RECORDS FOR PROCESSING:
* * *

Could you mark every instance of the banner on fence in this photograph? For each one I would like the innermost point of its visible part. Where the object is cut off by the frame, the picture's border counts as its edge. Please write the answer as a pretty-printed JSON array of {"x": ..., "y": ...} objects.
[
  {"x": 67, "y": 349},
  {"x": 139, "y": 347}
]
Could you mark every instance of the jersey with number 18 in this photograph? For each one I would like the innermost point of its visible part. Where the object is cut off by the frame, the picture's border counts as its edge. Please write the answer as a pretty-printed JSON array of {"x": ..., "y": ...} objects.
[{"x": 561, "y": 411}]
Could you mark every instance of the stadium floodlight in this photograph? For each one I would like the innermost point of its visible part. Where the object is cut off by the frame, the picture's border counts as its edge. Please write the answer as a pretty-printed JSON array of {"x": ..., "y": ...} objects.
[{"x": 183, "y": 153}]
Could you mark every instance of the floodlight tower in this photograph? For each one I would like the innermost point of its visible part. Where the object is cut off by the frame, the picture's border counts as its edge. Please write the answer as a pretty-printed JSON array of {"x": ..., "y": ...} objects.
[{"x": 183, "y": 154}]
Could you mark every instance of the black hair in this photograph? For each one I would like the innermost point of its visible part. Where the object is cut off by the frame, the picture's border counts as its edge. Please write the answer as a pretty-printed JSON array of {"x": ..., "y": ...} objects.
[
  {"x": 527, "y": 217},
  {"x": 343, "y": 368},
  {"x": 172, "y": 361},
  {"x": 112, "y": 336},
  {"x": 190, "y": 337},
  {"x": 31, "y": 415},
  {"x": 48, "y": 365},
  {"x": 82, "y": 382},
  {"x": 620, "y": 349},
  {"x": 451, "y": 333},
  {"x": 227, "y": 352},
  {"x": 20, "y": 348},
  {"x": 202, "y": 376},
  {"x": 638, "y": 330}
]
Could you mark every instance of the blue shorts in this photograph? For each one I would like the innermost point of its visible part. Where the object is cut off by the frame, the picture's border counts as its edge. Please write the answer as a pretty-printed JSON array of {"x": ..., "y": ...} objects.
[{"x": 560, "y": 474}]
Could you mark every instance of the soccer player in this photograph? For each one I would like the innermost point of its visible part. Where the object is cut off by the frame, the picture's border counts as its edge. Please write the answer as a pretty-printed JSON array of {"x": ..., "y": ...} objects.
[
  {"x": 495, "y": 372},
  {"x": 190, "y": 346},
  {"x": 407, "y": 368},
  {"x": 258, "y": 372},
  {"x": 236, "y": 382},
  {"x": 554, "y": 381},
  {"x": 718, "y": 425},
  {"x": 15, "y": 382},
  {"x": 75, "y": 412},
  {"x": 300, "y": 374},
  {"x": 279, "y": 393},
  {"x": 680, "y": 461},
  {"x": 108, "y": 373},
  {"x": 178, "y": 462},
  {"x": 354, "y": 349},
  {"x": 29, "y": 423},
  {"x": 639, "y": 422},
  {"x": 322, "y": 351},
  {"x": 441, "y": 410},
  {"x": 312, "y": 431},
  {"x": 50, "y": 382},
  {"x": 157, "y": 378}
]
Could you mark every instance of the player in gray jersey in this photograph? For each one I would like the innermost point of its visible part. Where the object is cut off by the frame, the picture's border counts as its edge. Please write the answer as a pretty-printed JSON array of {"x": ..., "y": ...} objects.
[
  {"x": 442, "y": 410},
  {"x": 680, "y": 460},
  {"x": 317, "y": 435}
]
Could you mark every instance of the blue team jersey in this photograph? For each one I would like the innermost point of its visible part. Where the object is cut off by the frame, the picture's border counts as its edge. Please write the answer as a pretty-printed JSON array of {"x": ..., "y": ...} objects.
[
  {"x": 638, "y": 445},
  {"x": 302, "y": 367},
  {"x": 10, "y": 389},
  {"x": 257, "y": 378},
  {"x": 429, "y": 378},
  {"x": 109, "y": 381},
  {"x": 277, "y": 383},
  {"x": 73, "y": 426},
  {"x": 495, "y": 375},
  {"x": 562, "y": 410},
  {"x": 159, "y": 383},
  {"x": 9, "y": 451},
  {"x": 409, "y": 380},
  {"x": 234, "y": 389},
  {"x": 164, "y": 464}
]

* * *

DO THIS: Please update the data above by replacing "photograph" with "image" wherever it occurs, leaving everything else unchanged.

COMPLETE ANSWER:
Could you mark every instance of the banner on fence in this image? For each one I would like the innermost point of its visible part. Where the object is cut off by the frame, the picture's border counts as its edge. Please write the answer as a pretty-printed JSON array of {"x": ..., "y": ...} objects.
[
  {"x": 67, "y": 349},
  {"x": 139, "y": 347}
]
Could you mark every instance of the jersey with number 18 in this image? For each one I would like the innermost point of its visible part. Where the object is cut off by the frame, the picture's border counts as its edge. Please write the answer as a pretty-printed JSON array of {"x": ..., "y": ...} objects.
[{"x": 561, "y": 411}]
Could you mark every instance of the stadium floodlight in this image? For each one I would like the innermost point of its visible part. Where the object is cut off by the frame, the picture's border counts as its edge. Please write the answer as a pretty-printed JSON array of {"x": ..., "y": ...} objects.
[{"x": 183, "y": 153}]
Could you mark every instance of the floodlight tower in this image? For each one I would like the innermost point of its visible part. Where the object is cut off by the frame, the picture's border counts as its edge. Please write the answer as a pretty-printed JSON array of {"x": ..., "y": ...} objects.
[{"x": 183, "y": 154}]
Could you mark every instance of the black hair in this image? For each one I would like the innermost point of its visible part. Where the object is cut off by the frame, the picture's border counts as its edge. Please write the answer as a pretty-printed JSON array of {"x": ..., "y": ...} objects.
[
  {"x": 527, "y": 217},
  {"x": 343, "y": 368},
  {"x": 172, "y": 361},
  {"x": 112, "y": 336},
  {"x": 190, "y": 337},
  {"x": 31, "y": 415},
  {"x": 48, "y": 365},
  {"x": 82, "y": 382},
  {"x": 620, "y": 349},
  {"x": 451, "y": 333},
  {"x": 227, "y": 352},
  {"x": 20, "y": 348},
  {"x": 202, "y": 376},
  {"x": 638, "y": 330}
]
Could you mark every instance of the blue shorts in this image? For each one I would like the innermost point of its visible part. Where the object is cut off by the frame, the picture's border counts as its edge. Please write the answer as a pretty-printed JSON array of {"x": ..., "y": ...} objects.
[{"x": 560, "y": 474}]
Could you mark every instance of the soccer player in this image? For each one I would like the innermost point of its visible part. Where the object is cut off by the frame, the picture's border counts as its edge. Please write the answer as a pretty-printed JSON array of {"x": ..., "y": ...} objects.
[
  {"x": 495, "y": 372},
  {"x": 190, "y": 346},
  {"x": 407, "y": 368},
  {"x": 258, "y": 372},
  {"x": 236, "y": 382},
  {"x": 554, "y": 381},
  {"x": 718, "y": 425},
  {"x": 15, "y": 382},
  {"x": 75, "y": 412},
  {"x": 300, "y": 374},
  {"x": 279, "y": 393},
  {"x": 680, "y": 461},
  {"x": 108, "y": 373},
  {"x": 178, "y": 462},
  {"x": 354, "y": 349},
  {"x": 29, "y": 423},
  {"x": 639, "y": 422},
  {"x": 322, "y": 351},
  {"x": 441, "y": 410},
  {"x": 312, "y": 431},
  {"x": 50, "y": 382},
  {"x": 157, "y": 378}
]
Could you mark every instance of the player in gray jersey in this image? For each one I would like the innermost point of its visible part. Where the object is cut off by the frame, the picture's border counts as its edge. Please write the answer as a pretty-printed JSON array of {"x": ..., "y": ...} objects.
[
  {"x": 442, "y": 410},
  {"x": 680, "y": 460},
  {"x": 317, "y": 435}
]
Could you mark every instance of the blue team jersey in this image? For each one I would like the innermost point of its visible part. Where the object is cut off by the frame, the picture's border counts as its edge. Please write the answer as a pretty-printed JSON array of {"x": ..., "y": ...} objects.
[
  {"x": 638, "y": 445},
  {"x": 302, "y": 367},
  {"x": 10, "y": 389},
  {"x": 257, "y": 378},
  {"x": 429, "y": 378},
  {"x": 109, "y": 381},
  {"x": 277, "y": 383},
  {"x": 73, "y": 426},
  {"x": 495, "y": 375},
  {"x": 562, "y": 410},
  {"x": 159, "y": 383},
  {"x": 9, "y": 451},
  {"x": 409, "y": 380},
  {"x": 234, "y": 389},
  {"x": 164, "y": 464}
]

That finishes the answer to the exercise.